*Requirement*
Which lines below contain "lilac"? Pull them out.

*Items listed in a dataset*
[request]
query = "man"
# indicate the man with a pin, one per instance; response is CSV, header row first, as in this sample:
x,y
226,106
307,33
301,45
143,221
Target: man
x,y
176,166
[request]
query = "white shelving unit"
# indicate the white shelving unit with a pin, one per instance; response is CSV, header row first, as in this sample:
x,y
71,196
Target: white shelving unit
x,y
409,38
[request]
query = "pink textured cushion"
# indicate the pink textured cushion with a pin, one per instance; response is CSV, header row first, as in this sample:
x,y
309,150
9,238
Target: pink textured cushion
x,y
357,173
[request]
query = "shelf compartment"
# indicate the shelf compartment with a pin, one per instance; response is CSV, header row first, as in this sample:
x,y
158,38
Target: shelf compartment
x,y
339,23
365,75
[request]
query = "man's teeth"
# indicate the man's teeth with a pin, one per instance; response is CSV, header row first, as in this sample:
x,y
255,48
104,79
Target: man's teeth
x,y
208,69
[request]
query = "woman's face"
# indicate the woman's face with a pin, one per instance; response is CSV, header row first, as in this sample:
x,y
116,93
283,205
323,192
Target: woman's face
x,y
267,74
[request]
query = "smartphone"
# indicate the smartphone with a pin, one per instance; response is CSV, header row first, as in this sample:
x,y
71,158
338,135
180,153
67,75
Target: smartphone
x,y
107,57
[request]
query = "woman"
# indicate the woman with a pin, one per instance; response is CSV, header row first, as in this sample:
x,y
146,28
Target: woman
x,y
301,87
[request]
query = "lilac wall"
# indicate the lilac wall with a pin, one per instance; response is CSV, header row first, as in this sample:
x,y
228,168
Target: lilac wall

*Solution below*
query = "lilac wall"
# indicate the lilac wall with a pin, one per instance; response is CSV, header row first, as in this sample:
Target: lilac wall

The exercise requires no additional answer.